A pesar de que no quería arruinar ese encuentro tan anhelado no me quedé callada y dije lo que pensaba.  Todavía creía que mi papá me quería incondicionalmente y que siempre iba a estar para mi, me iba a cuidar y proteger  y, en un acto de incondicionalidad paterna, se iba a dar cuenta de que eso que él apoyaba me perjudicaba.  

Eso no pasó.

Porque pudiste ser mía

Pero te pasaste demasiado de la raya

Con las cosas de mierda que decis todo el tiempo sin parar

You could be mine – Guns ‘n’ Roses

Ayer fue el Día del Padre y yo no saludé al mío.

• [DATOS PROPORCIONADOS]:
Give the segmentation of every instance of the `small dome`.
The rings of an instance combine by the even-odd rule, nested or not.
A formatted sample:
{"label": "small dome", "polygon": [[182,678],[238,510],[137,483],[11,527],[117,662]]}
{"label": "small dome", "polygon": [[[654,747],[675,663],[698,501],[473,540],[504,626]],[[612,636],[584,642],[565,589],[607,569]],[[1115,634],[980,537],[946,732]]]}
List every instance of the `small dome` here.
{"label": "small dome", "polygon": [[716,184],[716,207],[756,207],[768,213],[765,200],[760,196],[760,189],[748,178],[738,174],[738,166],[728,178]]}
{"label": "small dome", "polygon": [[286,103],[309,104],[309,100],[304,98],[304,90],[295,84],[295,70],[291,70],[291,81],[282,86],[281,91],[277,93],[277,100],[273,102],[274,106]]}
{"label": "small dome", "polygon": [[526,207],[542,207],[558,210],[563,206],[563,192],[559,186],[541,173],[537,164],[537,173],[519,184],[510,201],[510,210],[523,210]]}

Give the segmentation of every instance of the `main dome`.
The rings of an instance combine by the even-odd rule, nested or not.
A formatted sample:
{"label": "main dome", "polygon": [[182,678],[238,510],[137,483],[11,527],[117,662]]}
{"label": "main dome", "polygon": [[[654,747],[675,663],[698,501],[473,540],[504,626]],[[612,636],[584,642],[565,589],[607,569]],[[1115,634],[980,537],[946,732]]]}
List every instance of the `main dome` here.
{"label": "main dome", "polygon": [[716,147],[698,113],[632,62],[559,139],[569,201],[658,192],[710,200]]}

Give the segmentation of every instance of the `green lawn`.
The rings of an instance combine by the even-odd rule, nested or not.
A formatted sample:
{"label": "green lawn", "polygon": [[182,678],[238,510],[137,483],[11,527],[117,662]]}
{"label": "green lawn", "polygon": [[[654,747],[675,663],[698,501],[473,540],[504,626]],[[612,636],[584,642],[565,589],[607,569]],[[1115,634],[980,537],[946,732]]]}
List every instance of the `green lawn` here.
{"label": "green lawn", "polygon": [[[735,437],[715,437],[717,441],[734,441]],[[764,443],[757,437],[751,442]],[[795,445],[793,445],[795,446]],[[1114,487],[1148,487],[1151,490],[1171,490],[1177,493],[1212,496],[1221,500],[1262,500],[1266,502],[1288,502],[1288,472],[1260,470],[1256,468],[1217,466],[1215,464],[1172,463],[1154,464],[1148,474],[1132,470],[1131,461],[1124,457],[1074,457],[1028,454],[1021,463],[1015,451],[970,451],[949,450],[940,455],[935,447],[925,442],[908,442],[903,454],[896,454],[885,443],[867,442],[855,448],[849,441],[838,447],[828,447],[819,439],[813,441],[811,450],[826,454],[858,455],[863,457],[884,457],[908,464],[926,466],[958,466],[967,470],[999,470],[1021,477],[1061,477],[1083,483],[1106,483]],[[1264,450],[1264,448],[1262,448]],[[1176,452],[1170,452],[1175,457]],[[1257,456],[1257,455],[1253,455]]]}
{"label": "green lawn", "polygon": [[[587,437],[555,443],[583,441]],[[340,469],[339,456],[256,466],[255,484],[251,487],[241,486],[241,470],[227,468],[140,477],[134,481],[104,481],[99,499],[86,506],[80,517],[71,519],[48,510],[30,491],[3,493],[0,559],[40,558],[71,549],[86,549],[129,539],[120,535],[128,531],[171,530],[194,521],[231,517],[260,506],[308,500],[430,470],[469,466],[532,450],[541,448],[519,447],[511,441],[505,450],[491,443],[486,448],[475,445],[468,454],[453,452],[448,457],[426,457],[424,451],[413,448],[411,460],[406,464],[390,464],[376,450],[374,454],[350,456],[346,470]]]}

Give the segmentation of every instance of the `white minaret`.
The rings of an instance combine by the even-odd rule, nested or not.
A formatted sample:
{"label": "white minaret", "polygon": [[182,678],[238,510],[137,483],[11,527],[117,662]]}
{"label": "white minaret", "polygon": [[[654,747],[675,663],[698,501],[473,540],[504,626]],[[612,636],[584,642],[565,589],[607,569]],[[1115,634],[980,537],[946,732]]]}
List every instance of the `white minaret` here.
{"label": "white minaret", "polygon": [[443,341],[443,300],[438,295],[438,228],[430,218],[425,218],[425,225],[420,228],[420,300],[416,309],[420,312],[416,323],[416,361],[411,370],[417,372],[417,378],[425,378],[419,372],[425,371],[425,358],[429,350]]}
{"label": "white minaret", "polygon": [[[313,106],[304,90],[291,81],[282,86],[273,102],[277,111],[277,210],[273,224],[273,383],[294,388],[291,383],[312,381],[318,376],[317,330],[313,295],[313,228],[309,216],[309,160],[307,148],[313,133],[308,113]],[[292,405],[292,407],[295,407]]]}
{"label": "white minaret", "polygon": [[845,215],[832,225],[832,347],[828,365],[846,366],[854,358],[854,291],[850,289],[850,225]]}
...
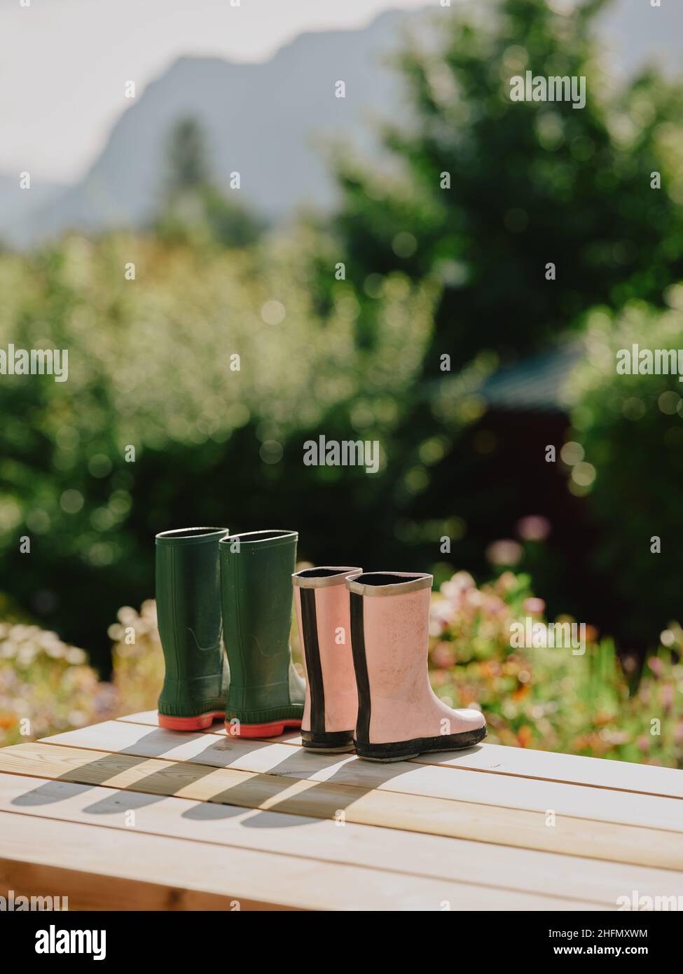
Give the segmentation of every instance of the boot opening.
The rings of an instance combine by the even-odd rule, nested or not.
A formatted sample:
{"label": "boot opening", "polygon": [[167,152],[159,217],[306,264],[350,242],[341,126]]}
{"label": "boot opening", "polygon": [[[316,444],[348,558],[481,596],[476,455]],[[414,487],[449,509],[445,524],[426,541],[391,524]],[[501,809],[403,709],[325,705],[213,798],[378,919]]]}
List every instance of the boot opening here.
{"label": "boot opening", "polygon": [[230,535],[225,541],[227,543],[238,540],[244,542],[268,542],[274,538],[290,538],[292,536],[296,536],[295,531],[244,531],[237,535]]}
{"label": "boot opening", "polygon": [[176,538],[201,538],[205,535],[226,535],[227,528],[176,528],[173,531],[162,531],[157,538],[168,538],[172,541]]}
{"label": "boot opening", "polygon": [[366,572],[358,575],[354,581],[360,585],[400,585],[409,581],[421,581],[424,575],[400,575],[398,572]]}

• [TAREAS]:
1 – ¿Qué día fue ayer, según el relato sobre el padre?
2 – Resume en dos oraciones el relato sobre el padre.
3 – Continúa el relato sobre el padre a partir de su última oración.

• [RESPUESTAS POR TAREA]:
1 – Ayer fue el Día del Padre.

2 – En un encuentro muy esperado, quien narra dijo lo que pensaba, pues aún creía que su padre, por amor incondicional, entendería que lo que él apoyaba le hacía daño, pero eso no pasó. Tras citar versos de "You could be mine" de Guns 'n' Roses, cuenta que ayer fue el Día del Padre y que no saludó al suyo.

3 –
Después de la última vez que nos vimos, hablamos brevemente para desearnos feliz cumpleaños, en Navidad no tuve fuerzas para atender el teléfono y Año Nuevo se resolvió en un frío mensaje.  Esa fue la última vez que mi papá me habló.  Hace poco, lo llamé por teléfono, preocupada porque su provincia se estaba incendiando y no respondió.  Me preocupé. Pensé que le había pasado algo.  No podía creer que no me atendiera.  Yo soy su hija.  ¿Cómo no se le atiende el teléfono a una hija?